* WHAT IS BEING ASKED *
Edit the material below by replacing "cow leg" with "calf leg" and leaving everything else unchanged.

* RECORDED DATA *
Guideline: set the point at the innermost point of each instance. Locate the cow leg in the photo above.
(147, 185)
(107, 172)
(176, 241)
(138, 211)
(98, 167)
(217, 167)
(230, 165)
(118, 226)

* TASK OUTPUT *
Guideline: set the point at the innermost point of each instance. Locate the calf leg in the photo above.
(147, 185)
(107, 172)
(176, 241)
(138, 211)
(98, 167)
(217, 167)
(230, 165)
(118, 226)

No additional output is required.